# WHAT NEEDS TO BE DONE:
Copy the part of the listing below that opens with the line containing "of the water" and closes at the end of the listing, requests included. Add -54 to every number in the answer coordinates, and leave the requests and their sample points unchanged.

# LISTED ENTRIES:
++++++++++++++++++++
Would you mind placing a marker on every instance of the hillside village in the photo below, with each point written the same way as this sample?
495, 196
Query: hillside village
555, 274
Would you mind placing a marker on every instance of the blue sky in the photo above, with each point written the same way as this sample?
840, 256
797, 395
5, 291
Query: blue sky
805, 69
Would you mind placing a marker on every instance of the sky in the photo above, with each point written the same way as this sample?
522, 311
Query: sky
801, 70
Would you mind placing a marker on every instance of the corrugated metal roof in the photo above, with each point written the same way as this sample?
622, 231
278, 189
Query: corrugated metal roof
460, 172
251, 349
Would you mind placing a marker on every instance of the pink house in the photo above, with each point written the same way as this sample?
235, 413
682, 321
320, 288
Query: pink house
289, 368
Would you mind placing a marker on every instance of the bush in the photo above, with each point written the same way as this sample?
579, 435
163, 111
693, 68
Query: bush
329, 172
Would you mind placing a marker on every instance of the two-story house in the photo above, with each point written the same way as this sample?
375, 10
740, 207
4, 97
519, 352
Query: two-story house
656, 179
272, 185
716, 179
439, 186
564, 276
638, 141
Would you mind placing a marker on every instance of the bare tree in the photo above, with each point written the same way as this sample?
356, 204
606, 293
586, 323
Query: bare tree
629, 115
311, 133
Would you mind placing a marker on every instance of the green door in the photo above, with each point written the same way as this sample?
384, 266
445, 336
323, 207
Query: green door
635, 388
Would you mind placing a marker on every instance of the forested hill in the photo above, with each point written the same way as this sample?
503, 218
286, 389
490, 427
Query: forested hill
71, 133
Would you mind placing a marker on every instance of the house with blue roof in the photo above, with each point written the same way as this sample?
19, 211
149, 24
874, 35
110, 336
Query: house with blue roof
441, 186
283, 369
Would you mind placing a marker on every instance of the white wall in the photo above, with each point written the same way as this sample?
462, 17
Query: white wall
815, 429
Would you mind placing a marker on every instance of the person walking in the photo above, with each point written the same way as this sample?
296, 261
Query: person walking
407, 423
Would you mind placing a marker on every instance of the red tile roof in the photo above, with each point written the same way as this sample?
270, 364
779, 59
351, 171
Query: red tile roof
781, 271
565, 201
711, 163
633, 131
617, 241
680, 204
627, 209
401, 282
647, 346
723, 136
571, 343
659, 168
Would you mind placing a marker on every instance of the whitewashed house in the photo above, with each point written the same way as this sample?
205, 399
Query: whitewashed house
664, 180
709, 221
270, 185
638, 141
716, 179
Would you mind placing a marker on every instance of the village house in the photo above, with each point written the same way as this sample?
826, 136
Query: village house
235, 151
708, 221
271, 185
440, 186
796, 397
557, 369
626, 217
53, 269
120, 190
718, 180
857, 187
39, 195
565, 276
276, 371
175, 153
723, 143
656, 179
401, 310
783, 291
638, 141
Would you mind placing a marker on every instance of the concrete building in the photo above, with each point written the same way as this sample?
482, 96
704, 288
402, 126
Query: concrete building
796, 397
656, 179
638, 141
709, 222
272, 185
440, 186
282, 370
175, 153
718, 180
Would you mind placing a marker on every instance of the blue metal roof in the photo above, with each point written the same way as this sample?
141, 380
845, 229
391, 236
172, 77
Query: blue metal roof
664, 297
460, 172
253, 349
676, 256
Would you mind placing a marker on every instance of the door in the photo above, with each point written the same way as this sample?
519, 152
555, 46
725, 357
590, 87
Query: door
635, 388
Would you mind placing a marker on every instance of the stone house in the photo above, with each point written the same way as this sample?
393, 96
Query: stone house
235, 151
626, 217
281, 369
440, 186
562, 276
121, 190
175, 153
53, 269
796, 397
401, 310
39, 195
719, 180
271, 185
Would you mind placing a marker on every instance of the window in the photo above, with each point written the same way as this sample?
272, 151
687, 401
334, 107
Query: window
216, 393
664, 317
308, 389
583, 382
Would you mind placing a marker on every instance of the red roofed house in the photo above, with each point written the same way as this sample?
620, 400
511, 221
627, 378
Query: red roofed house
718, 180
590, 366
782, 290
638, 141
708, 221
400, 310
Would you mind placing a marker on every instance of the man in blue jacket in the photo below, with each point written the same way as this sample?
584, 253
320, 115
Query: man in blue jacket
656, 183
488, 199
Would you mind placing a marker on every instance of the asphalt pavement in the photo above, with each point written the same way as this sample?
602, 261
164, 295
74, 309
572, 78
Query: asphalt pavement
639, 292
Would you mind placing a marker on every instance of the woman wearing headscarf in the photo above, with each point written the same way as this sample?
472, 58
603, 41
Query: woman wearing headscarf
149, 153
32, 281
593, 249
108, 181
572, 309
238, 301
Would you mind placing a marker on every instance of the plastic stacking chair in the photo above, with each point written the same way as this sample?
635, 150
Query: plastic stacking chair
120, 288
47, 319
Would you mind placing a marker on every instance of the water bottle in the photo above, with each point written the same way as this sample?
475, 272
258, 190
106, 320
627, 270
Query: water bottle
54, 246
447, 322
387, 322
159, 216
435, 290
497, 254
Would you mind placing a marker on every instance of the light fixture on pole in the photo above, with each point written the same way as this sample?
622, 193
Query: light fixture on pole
++++++++++++++++++++
# RESULT OF THIS EXERCISE:
Would you mind placing a marker on every instance of the water bottle in the photo above, with each point written the same way as this sample?
475, 272
258, 190
106, 320
627, 270
Query: water bottle
0, 192
393, 268
333, 268
105, 162
381, 236
443, 200
Would you mind placing a marker on every instance of the light fixture on pole in the photo above, with each point written the same way as this sample?
622, 193
Query: light fixture on pole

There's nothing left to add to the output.